Set problem ▸ Format the rows as a numbered list with blank lines omitted, starting at the first line and ending after the line that contains "[[319, 575]]". Leave out the pictures.

Image object location entries
----

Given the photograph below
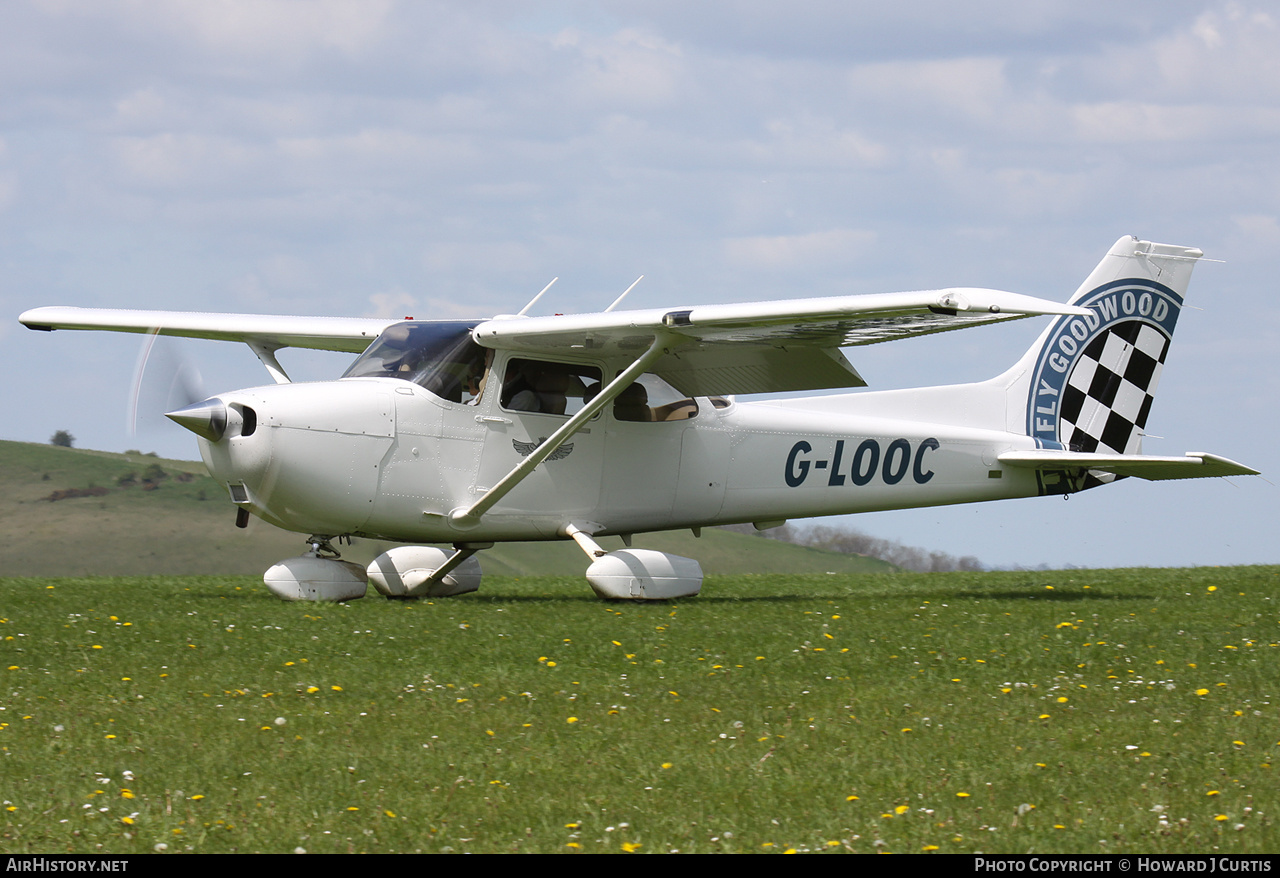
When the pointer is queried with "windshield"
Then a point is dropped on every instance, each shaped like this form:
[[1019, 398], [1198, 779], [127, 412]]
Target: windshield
[[438, 356]]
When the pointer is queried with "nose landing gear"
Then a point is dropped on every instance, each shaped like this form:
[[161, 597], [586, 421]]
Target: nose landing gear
[[319, 575]]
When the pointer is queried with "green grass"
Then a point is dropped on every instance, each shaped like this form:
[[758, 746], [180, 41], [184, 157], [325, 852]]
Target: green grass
[[1082, 710]]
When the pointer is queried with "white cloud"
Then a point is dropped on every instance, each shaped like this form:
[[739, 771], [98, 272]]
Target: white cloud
[[810, 251]]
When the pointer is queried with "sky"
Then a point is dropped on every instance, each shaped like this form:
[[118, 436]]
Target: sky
[[393, 158]]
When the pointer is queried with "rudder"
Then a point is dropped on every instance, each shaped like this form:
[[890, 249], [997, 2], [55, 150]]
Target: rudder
[[1089, 382]]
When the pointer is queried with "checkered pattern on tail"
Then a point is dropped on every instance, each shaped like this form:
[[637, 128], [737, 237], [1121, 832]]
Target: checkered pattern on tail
[[1107, 396]]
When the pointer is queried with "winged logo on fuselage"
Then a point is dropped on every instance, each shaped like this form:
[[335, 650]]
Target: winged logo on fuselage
[[528, 448]]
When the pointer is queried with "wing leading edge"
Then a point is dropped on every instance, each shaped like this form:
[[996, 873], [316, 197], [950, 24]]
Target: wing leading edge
[[272, 332]]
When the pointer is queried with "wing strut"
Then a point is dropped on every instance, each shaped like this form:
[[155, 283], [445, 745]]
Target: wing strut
[[266, 353], [470, 516]]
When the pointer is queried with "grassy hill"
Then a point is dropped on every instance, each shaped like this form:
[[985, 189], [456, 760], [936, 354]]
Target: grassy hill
[[183, 524]]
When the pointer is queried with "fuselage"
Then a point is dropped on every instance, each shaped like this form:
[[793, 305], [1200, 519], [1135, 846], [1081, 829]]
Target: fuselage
[[387, 458]]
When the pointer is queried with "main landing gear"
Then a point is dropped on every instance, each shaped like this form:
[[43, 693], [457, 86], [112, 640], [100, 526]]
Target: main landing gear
[[420, 571]]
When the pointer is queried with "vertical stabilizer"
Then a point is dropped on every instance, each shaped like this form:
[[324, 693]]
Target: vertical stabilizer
[[1087, 384]]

----

Right answer ▸
1. Given the photograph below
2. When the pointer is queried with "windshield"
3. Then a point is dropped on every instance, each shaped like this form:
4. [[1019, 398], [1198, 779], [127, 412]]
5. Target: windshield
6. [[438, 356]]
7. When the pointer is queried with "nose landing gear"
8. Then a point is dropped on every instance, each shaped like this form:
9. [[161, 597], [586, 421]]
10. Target: nose landing gear
11. [[319, 575]]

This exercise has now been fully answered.